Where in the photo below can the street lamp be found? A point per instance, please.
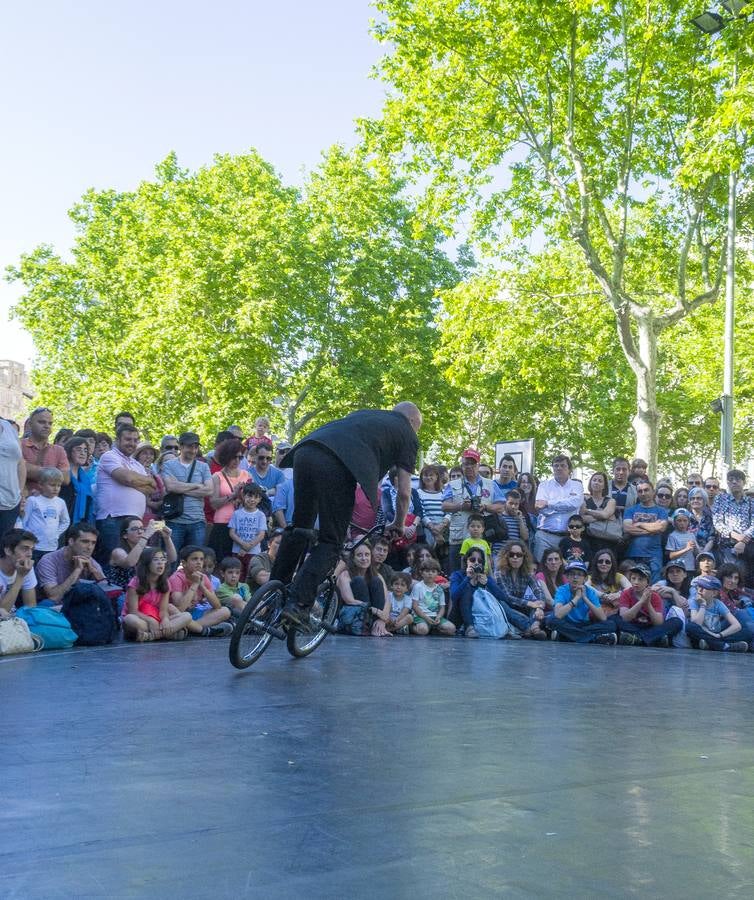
(711, 23)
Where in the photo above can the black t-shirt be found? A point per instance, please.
(368, 443)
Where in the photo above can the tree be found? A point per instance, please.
(610, 123)
(203, 298)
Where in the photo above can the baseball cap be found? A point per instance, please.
(710, 582)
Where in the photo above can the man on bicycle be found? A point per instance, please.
(327, 466)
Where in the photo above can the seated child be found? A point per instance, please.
(45, 514)
(401, 615)
(428, 602)
(191, 591)
(642, 613)
(233, 592)
(475, 528)
(713, 626)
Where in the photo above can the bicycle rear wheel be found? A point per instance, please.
(325, 610)
(250, 637)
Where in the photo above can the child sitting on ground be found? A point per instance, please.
(401, 616)
(45, 514)
(149, 615)
(428, 602)
(233, 592)
(475, 529)
(191, 591)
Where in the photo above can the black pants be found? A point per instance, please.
(323, 487)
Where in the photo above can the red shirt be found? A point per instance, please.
(50, 456)
(629, 598)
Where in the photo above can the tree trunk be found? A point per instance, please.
(646, 422)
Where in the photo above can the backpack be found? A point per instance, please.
(51, 626)
(488, 616)
(90, 612)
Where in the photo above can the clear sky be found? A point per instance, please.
(95, 94)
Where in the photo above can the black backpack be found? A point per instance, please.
(90, 612)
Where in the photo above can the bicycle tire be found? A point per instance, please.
(302, 643)
(262, 609)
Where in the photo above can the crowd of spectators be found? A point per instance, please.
(178, 540)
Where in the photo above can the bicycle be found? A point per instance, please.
(261, 619)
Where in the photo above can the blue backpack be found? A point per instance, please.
(488, 616)
(90, 612)
(52, 627)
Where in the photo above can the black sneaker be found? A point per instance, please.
(296, 615)
(610, 639)
(629, 640)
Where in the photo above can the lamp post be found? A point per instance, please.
(710, 23)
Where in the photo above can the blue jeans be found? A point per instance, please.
(578, 633)
(652, 634)
(184, 533)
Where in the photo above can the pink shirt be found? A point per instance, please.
(222, 515)
(114, 498)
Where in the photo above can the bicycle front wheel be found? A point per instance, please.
(251, 636)
(325, 610)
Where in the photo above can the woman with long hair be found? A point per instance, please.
(365, 608)
(515, 574)
(227, 485)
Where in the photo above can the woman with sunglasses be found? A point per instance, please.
(515, 574)
(607, 581)
(227, 485)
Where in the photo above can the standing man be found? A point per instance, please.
(39, 453)
(327, 466)
(190, 477)
(263, 472)
(733, 518)
(123, 486)
(645, 523)
(464, 495)
(558, 498)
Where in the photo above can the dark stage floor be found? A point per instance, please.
(400, 768)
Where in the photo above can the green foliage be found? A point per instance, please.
(202, 298)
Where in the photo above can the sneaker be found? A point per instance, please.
(296, 615)
(610, 639)
(629, 640)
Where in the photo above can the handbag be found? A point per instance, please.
(15, 637)
(172, 504)
(53, 627)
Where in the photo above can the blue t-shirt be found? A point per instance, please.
(647, 544)
(580, 613)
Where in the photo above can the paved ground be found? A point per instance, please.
(402, 768)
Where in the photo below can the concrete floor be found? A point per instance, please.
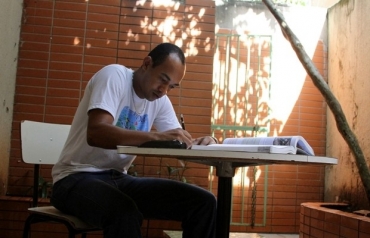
(178, 234)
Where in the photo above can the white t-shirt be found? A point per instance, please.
(111, 89)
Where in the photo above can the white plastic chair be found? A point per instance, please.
(42, 143)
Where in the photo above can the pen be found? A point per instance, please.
(182, 121)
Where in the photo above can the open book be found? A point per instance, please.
(274, 145)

- - - -

* [Direction]:
All the material shown above is to be copied exactly, with no pictures carried over.

* [Output of the task]:
Where in the photo below can the street lamp be found? A point per instance, please.
(711, 23)
Where in the photo above can the black t-shirt be found? A point per instance, please.
(368, 443)
Where in the photo above can the tree be found? A point per instance, please.
(610, 123)
(203, 298)
Where in the photo above can the baseball cap be found? A point per instance, please.
(710, 582)
Where in the photo above can the man on bicycle be found? A point per instance, please.
(327, 466)
Where in the photo above can the seated child be found? A point per instance, please.
(45, 514)
(401, 615)
(428, 602)
(191, 591)
(642, 613)
(233, 592)
(475, 528)
(713, 626)
Where in the photo above can the bicycle rear wheel be found? A point per instance, please.
(325, 610)
(250, 637)
Where in the photo above can the child sitting on ground be found? A point per instance, please.
(401, 616)
(45, 514)
(149, 615)
(428, 602)
(233, 592)
(475, 529)
(191, 591)
Where in the photo above can the black pants be found? A point per instance, please.
(323, 487)
Where in the photo above can the red shirt be found? A point per instance, please.
(50, 456)
(629, 598)
Where in the photo above can the tree trunk be found? A point per instance, please.
(646, 422)
Where in the photo above can the backpack be found? A point per instance, please.
(51, 626)
(488, 616)
(90, 612)
Where in the photo above can the clear sky be found? A point per instance, please.
(95, 94)
Where in the photo above can the black backpack be found? A point per instance, please.
(90, 612)
Where in the photo above can the bicycle tire be found? A point per instance, please.
(302, 643)
(262, 609)
Where in the photo above can the crowd of spectators be found? A point per instance, please.
(178, 540)
Where in the photo above can the bicycle be found? A point per instance, please.
(261, 619)
Where in the photo above can the blue backpack be found? A point per instance, please.
(488, 616)
(90, 612)
(52, 627)
Where in the photo above can the black sneaker be found? A point per instance, please.
(296, 615)
(610, 639)
(629, 640)
Where in the photo above can the lamp post be found? A point per instance, please.
(710, 23)
Where in the photo above can the blue jeans be found? A point per instance, please.
(578, 633)
(652, 634)
(184, 533)
Where in the photo above can the pink shirt be found? A point per instance, please.
(222, 515)
(114, 498)
Where in the photo above can the bicycle front wheel be found? A point per instance, please.
(251, 636)
(325, 610)
Where in the photo above can the woman with long hair be found? A point per instance, please.
(365, 608)
(515, 574)
(227, 485)
Where in the photo above can the woman with sunglasses be found? A point per instance, please.
(515, 574)
(607, 581)
(227, 485)
Where in the photo above can the standing man be found? A point per instance, please.
(39, 453)
(327, 466)
(190, 477)
(263, 472)
(733, 518)
(123, 486)
(645, 523)
(464, 495)
(558, 498)
Where in the photo above can the dark stage floor be found? A point per instance, please.
(400, 768)
Where in the photo above can the green foliage be found? A point per instance, please.
(202, 298)
Where in the photo above can the sneaker be found? A point per instance, please.
(296, 615)
(610, 639)
(629, 640)
Where in the photo above can the handbag be found? A point per instance, please.
(15, 637)
(172, 504)
(53, 627)
Where in the photo above can the blue t-shirt be found? A point per instance, please.
(647, 544)
(580, 613)
Where in the photo above can the paved ground be found? A point per instance, please.
(402, 768)
Where in the photo below can the concrete floor be found? A point per instance, please.
(178, 234)
Where in the photo above can the white t-shirt be found? A point per instance, please.
(111, 89)
Where in the photo above can the white plastic chair be found? A point per instance, please.
(42, 143)
Where in the photo above can the pen be found? A point per instance, please.
(182, 121)
Where in the photo above can the open book be found? A point per instance, please.
(274, 145)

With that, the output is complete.